Extend the interview on American troop commitments in Afghanistan past its last line, keeping its question-and-answer form.

__Selected text__
+--

I think, at the end of the day, that, plus the increased effectiveness and strength of the army and the police, are really the pathway forward.
ZAKARIA: You once said that the chief lesson you learned from 40 years in government was the limits of power. So, apply that lesson to Afghanistan today.
What does it -- what do you think of -- what are the limits to what America can do in Afghanistan?
GATES: Well, I have been quoted, accurately, as saying I have real reservations about significant further commitments of American military -- of the American military to Afghanistan, beyond what the president has already approved.
The Soviets were in there with 110,000, 120,000 troops. They didn't care about civilian casualties. And they couldn't win.
If there's ever an example that military power alone cannot be successful in Afghanistan, I think it was the Soviet experience. And I think there's a lot we can learn from that.
And so, I worry -- it is absolutely critical that the Afghans believe that this is their war. It is their war against people who are trying to overthrow their government that they democratically elected. For all of its flaws and shortcomings, it is theirs.
And we must be their partner and their ally. If we get to the point where the Afghan people see us as occupiers, then we will have lost.
So, the way we treat the Afghans, the importance of keeping the Afghans in the lead in many of these activities -- the military as well as the civilian -- I think is absolutely critical, so that they know, so that these villagers know, that its their people who are leading this fight. This isn't some foreign army coming in there, like all the previous foreign armies, to just occupy them.
ZAKARIA: But that means that a year from now, six months from now, you are unlikely to approve a request for additional troops in Afghanistan. GATES: I would be -- I would be a hard sell. There's no question about it. And I have not made a secret of that, either publicly or in government meetings.
I think we will have -- between the American military commitment and our coalition partners, the ISAF partners --we will have about 100,000 troops in Afghanistan. That's only about 10,000 shy of what the Russians had. And I think we need to think about that.

+--

__Entries shown__
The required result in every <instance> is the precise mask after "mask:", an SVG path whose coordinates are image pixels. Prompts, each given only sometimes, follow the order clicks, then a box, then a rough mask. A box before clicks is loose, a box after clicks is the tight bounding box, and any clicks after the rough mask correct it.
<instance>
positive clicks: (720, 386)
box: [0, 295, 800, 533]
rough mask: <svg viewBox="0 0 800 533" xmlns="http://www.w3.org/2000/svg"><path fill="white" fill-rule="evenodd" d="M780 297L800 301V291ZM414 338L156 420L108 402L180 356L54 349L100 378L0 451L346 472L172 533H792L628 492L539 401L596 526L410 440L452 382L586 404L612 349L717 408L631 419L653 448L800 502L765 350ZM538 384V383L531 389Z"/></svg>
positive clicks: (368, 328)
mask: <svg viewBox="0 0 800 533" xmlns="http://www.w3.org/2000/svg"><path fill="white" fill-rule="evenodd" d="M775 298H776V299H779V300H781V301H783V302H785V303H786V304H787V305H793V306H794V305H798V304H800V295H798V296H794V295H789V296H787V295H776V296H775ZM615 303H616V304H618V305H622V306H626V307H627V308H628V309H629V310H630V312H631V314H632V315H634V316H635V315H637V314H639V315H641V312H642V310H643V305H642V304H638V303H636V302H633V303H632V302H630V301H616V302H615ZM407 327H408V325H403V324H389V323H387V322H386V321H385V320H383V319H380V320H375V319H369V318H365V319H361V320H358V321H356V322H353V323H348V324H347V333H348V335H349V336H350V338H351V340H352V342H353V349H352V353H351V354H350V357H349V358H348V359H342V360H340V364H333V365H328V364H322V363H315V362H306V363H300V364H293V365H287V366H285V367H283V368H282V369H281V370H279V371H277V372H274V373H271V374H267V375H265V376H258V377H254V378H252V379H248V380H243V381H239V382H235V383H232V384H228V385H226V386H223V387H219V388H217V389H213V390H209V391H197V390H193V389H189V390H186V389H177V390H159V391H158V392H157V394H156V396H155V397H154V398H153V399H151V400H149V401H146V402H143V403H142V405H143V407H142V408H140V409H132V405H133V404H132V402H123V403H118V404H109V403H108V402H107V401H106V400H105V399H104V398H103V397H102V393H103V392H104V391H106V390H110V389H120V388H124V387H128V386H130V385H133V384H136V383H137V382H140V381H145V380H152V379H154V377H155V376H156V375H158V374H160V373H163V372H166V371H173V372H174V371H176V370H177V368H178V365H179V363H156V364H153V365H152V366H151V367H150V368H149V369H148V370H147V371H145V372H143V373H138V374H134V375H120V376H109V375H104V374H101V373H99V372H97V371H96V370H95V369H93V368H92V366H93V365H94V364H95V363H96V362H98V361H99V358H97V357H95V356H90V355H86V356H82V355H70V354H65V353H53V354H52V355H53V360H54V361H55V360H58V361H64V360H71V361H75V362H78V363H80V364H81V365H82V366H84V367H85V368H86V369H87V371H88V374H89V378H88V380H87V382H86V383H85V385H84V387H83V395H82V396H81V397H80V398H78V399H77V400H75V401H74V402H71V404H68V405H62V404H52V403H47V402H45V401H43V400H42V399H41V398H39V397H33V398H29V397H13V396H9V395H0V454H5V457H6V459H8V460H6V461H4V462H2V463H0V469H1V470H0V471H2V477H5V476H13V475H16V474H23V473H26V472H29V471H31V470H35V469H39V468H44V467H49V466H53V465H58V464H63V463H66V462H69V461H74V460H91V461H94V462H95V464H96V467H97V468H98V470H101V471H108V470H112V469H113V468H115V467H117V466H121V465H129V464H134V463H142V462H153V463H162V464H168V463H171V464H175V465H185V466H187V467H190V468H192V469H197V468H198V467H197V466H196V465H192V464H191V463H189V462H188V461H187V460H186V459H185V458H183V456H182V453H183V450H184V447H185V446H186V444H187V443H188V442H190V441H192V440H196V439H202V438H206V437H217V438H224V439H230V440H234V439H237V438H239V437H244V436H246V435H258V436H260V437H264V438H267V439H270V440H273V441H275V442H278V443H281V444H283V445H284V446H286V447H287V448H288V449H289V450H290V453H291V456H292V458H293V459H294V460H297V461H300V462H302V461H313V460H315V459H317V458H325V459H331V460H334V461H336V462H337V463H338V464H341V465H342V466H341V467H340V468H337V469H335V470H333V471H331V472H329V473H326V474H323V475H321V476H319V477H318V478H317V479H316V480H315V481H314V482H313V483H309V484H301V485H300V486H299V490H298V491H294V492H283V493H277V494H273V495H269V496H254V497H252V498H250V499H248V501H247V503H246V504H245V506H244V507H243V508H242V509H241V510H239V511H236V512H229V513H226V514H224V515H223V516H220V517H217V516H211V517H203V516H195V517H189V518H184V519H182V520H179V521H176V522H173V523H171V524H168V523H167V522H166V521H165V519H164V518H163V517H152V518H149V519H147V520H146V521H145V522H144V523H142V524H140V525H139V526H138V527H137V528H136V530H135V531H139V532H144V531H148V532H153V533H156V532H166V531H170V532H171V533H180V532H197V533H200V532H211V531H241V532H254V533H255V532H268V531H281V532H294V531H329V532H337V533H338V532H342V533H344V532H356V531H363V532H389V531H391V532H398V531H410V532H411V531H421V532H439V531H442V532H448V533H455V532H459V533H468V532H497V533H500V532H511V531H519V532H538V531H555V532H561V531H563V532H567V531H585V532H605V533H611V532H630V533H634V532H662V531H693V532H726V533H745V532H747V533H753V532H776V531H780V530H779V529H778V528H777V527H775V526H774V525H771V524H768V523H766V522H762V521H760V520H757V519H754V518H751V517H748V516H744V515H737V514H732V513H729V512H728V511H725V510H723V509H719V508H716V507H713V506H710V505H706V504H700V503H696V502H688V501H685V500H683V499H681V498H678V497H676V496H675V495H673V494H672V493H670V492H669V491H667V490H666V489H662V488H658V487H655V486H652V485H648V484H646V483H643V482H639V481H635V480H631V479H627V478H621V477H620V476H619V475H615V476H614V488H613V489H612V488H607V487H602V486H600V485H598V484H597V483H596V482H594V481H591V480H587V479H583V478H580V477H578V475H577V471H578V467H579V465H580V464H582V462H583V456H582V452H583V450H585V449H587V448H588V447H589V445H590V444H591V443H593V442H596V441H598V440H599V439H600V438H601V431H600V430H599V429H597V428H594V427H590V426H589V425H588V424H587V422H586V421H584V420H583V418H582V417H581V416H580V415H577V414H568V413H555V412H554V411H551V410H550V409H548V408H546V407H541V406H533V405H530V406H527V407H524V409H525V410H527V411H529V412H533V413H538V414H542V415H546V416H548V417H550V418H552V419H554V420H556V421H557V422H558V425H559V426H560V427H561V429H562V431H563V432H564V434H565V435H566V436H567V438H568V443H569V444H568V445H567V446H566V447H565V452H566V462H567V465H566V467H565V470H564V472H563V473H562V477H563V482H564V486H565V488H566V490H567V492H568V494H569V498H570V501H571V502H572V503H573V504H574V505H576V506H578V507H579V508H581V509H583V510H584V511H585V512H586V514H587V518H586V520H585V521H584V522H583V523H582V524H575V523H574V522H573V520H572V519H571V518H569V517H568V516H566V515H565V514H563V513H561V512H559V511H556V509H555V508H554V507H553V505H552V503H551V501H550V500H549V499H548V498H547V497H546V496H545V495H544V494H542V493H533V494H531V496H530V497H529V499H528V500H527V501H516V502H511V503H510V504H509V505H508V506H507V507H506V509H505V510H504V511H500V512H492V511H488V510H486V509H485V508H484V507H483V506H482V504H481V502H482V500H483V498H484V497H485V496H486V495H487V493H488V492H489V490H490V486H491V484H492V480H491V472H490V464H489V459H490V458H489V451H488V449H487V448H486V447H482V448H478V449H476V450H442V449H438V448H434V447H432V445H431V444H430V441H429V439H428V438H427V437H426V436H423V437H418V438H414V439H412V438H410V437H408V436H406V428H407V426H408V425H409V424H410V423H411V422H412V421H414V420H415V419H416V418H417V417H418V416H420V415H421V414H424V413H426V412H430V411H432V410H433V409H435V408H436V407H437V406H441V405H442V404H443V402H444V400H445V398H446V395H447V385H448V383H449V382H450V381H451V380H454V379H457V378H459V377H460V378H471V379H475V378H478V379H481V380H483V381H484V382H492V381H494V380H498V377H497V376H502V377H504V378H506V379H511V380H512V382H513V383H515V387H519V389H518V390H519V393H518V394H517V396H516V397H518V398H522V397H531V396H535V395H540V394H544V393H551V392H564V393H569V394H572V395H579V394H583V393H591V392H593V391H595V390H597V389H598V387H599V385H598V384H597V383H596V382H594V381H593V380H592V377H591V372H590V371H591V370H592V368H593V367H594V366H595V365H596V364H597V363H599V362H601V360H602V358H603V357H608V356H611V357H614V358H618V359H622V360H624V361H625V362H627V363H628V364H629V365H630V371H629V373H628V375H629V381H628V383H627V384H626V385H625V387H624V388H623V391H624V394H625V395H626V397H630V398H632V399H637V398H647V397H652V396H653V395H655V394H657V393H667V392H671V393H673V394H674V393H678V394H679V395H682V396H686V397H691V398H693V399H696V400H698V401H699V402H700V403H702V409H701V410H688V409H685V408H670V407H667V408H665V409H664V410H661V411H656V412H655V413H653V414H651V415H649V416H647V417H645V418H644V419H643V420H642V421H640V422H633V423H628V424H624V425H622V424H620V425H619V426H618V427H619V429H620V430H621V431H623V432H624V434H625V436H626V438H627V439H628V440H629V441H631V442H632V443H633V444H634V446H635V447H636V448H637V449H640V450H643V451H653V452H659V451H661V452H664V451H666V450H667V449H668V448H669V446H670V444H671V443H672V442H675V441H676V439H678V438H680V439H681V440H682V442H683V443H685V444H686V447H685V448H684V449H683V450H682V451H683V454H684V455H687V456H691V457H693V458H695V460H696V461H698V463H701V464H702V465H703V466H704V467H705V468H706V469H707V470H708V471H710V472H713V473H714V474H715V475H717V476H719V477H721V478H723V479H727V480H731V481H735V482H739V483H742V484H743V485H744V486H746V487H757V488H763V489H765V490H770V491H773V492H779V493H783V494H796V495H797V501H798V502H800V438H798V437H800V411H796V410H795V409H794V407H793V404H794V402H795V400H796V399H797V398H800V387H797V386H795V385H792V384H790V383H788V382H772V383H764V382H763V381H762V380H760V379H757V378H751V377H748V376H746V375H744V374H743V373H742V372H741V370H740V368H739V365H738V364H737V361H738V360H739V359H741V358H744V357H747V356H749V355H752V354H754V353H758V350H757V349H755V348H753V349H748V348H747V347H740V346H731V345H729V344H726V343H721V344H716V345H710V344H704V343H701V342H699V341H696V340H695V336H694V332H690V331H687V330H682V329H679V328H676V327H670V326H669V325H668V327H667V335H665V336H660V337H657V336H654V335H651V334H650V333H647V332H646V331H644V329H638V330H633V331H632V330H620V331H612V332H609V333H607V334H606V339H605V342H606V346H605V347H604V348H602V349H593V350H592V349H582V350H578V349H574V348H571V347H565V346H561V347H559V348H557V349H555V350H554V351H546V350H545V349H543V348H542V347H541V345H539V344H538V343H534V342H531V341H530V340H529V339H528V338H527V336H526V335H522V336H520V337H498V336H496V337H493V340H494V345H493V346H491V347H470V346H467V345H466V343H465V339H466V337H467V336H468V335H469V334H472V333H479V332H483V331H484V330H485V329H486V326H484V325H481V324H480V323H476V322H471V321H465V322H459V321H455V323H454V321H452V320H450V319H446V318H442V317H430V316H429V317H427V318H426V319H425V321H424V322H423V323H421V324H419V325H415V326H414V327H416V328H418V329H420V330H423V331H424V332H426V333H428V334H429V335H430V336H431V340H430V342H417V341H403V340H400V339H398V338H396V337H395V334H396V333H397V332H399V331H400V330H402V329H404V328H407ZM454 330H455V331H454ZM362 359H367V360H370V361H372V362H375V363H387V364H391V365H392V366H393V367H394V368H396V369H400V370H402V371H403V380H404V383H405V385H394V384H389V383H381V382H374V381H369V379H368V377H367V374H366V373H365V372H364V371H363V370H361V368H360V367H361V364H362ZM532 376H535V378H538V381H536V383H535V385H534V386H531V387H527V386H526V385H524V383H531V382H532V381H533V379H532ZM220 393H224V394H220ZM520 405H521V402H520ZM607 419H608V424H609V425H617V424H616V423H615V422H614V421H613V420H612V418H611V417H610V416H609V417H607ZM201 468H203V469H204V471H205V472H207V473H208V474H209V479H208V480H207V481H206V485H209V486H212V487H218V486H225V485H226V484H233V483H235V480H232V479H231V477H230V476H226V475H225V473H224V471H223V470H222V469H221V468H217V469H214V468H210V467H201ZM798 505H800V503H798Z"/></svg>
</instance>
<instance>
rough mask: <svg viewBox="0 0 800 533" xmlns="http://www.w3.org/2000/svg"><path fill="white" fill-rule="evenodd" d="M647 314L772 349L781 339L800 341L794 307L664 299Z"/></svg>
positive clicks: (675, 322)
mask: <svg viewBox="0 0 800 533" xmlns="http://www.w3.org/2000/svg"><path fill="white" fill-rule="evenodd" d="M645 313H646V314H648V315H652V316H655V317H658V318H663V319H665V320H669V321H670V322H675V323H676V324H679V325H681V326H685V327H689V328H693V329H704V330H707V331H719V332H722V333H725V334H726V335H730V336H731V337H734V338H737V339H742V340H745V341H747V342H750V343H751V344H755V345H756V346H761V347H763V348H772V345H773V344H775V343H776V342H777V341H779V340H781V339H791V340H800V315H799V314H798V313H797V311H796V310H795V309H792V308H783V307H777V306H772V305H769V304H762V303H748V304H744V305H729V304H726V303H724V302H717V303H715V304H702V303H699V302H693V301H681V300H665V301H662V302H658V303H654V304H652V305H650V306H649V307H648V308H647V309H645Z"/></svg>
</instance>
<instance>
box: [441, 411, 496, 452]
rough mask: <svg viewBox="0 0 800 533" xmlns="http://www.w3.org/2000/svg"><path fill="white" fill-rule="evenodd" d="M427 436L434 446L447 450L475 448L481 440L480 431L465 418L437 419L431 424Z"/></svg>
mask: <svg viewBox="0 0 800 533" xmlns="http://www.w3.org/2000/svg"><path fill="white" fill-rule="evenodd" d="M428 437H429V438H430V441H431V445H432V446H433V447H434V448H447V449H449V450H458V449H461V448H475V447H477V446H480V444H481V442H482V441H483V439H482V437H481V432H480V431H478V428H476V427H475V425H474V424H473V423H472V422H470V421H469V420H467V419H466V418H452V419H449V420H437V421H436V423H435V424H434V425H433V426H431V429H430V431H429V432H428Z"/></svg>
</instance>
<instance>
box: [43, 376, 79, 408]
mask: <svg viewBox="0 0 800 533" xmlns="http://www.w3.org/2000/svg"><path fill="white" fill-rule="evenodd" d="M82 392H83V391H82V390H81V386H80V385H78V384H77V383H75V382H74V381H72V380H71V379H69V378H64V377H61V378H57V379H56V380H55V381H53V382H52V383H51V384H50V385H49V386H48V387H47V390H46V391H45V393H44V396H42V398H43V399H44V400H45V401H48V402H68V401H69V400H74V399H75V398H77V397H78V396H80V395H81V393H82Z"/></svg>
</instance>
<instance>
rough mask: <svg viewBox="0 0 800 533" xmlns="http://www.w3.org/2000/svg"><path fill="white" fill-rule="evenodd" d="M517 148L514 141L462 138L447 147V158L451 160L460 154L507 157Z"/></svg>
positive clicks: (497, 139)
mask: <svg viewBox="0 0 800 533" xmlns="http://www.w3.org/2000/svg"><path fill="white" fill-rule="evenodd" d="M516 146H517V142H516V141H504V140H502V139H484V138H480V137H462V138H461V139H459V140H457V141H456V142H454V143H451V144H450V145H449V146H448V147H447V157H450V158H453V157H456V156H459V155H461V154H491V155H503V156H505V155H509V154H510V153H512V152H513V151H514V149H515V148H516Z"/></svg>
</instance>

+--

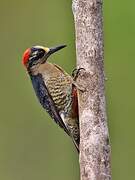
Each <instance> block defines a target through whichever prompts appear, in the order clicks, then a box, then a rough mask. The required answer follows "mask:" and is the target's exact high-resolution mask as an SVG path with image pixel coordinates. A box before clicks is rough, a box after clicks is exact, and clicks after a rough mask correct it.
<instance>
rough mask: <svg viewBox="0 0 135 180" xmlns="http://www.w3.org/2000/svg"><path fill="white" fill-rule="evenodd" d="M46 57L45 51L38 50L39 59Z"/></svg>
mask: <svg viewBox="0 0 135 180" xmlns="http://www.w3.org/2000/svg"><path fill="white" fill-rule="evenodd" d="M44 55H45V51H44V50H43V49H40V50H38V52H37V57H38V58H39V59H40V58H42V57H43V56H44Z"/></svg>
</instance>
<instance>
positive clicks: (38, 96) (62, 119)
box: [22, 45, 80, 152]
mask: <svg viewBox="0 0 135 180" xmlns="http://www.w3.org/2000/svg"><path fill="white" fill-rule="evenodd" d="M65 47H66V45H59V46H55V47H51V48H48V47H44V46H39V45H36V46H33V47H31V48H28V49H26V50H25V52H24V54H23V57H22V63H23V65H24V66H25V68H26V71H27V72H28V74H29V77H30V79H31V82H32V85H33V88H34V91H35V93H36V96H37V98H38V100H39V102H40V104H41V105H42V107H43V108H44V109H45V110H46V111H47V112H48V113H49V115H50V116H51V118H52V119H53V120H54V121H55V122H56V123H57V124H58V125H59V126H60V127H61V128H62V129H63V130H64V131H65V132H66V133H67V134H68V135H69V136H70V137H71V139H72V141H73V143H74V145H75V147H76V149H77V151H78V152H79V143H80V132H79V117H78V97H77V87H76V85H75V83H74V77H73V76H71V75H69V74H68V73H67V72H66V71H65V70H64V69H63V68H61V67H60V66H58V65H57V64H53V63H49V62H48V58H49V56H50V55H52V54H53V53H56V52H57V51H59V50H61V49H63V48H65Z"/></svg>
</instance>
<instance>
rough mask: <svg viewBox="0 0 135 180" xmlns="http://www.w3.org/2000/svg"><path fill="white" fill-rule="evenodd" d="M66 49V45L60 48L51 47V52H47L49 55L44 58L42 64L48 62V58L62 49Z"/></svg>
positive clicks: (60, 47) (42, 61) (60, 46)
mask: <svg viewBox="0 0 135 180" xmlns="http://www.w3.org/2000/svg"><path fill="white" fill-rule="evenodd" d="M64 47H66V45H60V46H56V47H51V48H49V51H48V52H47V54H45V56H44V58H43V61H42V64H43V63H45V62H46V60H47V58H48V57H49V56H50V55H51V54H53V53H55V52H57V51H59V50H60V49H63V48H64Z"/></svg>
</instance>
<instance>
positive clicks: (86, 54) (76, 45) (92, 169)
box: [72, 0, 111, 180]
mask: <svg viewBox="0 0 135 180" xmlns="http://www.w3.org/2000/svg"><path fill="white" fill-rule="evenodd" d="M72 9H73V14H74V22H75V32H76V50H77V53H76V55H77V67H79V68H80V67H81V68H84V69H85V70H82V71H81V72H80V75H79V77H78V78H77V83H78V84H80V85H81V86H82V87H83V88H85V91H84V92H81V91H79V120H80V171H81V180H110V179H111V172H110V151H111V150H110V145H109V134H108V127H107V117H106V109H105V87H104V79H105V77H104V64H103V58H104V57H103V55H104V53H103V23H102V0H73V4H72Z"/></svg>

+--

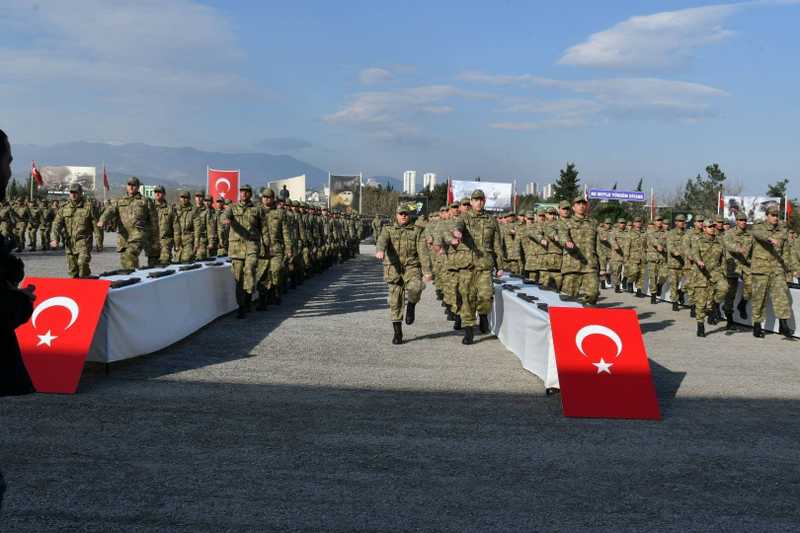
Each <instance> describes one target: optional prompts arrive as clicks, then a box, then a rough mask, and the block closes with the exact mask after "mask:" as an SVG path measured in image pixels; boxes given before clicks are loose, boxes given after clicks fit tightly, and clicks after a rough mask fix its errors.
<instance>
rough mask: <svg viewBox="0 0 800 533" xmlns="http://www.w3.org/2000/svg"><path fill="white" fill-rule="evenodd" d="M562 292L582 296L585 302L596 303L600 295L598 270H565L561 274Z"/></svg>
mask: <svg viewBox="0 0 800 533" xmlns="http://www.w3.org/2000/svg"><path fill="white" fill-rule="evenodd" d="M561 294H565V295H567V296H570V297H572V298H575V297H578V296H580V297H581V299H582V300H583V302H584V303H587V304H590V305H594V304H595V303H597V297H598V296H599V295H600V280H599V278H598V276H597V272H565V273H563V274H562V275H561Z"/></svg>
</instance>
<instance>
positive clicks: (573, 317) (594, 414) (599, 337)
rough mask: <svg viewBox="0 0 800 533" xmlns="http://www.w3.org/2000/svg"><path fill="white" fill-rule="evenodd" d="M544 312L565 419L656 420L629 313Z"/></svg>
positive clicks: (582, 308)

+--

__Response for this exercise__
My view is, it would be a far better investment to focus on building the strength of the Afghan army and the Afghan police, making sure that, of the numbers of people we have there, there are adequate trainers, so that we can accelerate the growth of those forces. It's that combination of a certain level of international support for the Afghan military effort and the growing of the Afghan security forces themselves, it's that partnership that I think eventually will be successful in Afghanistan.
As long as -- if we try to do it all ourselves, I think it won't work.
ZAKARIA: And we are back with Robert Gates, the secretary of defense.
I'm going to take you west to Iraq.
There has been some renewed violence in Iraq. And some of it does seem to be related to the Sunni community that feels still dispossessed. There is some controversy about exactly who is spearheading it.
You and Secretary Clinton have talked about al Qaeda remnants. But Prime Minister Maliki has pointed the finger at "former Baathists," as he puts it, and used it as a way of explaining why he's not going to make more concessions to Sunni demands.
Is this core problem, the Shia and Sunni political disagreement, going to produce more and more violence as U.S. troops draw down?
GATES: I actually think that that kind of sectarian violence -- I guess I would say, I hope not. And I actually think it probably will not grow.
I think that they do understand that this is al Qaeda. This is certainly the view of our commanders, that most of this, most of these high-profile bombings, are part of a campaign that was started a few weeks ago by al Qaeda, as we begin to draw down our forces, to both demonstrate -- to try and make the point to the Iraqi people that it was this kind of terrorist acts that led us to draw down, rather than our success, but also to try -- for al Qaeda to try and provoke the kind of sectarian violence that you're talking about. This is al Qaeda trying to set Shia against Sunni.
Now, regardless of what he says, Prime Minister Maliki also is reaching out to elements of the Sunni community as potential political allies.
And so, the key for us is the Iraqis themselves working these differences out, and their problems, in a political way. And so far, the record of the past year, year-and-a-half, has been pretty encouraging in terms of the progress that they've made.
There's no question that the roots of democracy are still very shallow in Iraq. But there's been a lot of progress. And I don't think there are very many Iraqis who want to return to the kind of violence that they saw in 2006.
So, I think this is mainly al Qaida. I think we do have to watch very carefully, perhaps more importantly, the situation between the Arabs and the Kurds to make sure that that relationship, that they continue to solve their problems, work through their problems politically.
So, you know, they have a lot of challenges. There's no question about it.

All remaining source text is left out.